***** Quelle

Pro & Kontra: „Soll die FPÖ unter Kickl in die Regierung einziehen?“ und Offen gesagt: „Am Pokertisch“, 6. 10.

Kickl kann nur gewinnen. Wenn er seiner Linie treu bleibt und sich Orbán als Vorbild nimmt, wird er irgendwann Kanzler werden. Aber nicht in der kommenden Legislaturperiode – höchstens die ÖVP fällt um. Van der Bellen hat die Grundpfeiler einer liberalen Demokratie dargelegt, wie etwa Rechtsstaat, Gewaltenteilung, Menschen- und Minderheitenrechte, unabhängige Medien und die EU-Mitgliedschaft. Über 70 Prozent der Wähler (mehr als 2/3) wollen diese Grundpfeiler auch weiterhin.

Orbán hat bewiesen, dass er, bis auf das Geld aus Brüssel, diese Werte in Ungarn mit Füßen aus dem Land getreten hat. Und in den FPÖ-Programmen sind diese Werte auch nicht wirklich zu finden. Trotzdem wird Kickl Kanzler. Er kann jetzt wie Donald Trump von einer gestohlenen Kanzlerschaft sprechen und sich aufs Volk berufen, das ihn wollte. Was laut Umfragen nicht stimmt. Aber er wird die 29 Prozent vorschieben und die neue Regierung ständig damit belasten und wieder die Arbeit schlechtreden. Es wird ein Sparpaket kommen müssen, das Kickl nicht beschließen muss, so wie er auch die Coronamaßnahmen nicht beschließen musste. Die Unzufriedenheit wird wieder ansteigen, obwohl die meisten auf sehr hohem Niveau jammern.

**********

Aufgaben -
a - Zitiere aus dem Text über Kickl wörtlich den Abschnitt zwischen „Pro & Kontra: „Soll“ und „Grundpfeiler auch weiterhin.“, beide eingeschlossen.
b - Welche Grundpfeiler einer liberalen Demokratie zählt der Text über Kickl auf? Nenne alle.
Die Daten stammen aus einer anderen Quelle.

***** Quelldaten

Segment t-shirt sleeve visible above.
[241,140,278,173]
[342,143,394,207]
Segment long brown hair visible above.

**********

Lösungen -
a -
Pro & Kontra: „Soll die FPÖ unter Kickl in die Regierung einziehen?“ und Offen gesagt: „Am Pokertisch“, 6. 10.

Kickl kann nur gewinnen. Wenn er seiner Linie treu bleibt und sich Orbán als Vorbild nimmt, wird er irgendwann Kanzler werden. Aber nicht in der kommenden Legislaturperiode – höchstens die ÖVP fällt um. Van der Bellen hat die Grundpfeiler einer liberalen Demokratie dargelegt, wie etwa Rechtsstaat, Gewaltenteilung, Menschen- und Minderheitenrechte, unabhängige Medien und die EU-Mitgliedschaft. Über 70 Prozent der Wähler (mehr als 2/3) wollen diese Grundpfeiler auch weiterhin.

b -
- Rechtsstaat
- Gewaltenteilung
- Menschen- und Minderheitenrechte
- unabhängige Medien
- EU-Mitgliedschaft